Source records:
──────

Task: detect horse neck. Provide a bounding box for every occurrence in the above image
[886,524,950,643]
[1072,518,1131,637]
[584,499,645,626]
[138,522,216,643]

──────

#### [ASSIGNED TASK]
Returned text must match every record word for word.

#### [EXPECTED OUTPUT]
Task: detect horse neck. Provide a bounding box for every occurrence in the above image
[886,524,950,643]
[1072,518,1131,637]
[584,499,645,626]
[138,522,216,643]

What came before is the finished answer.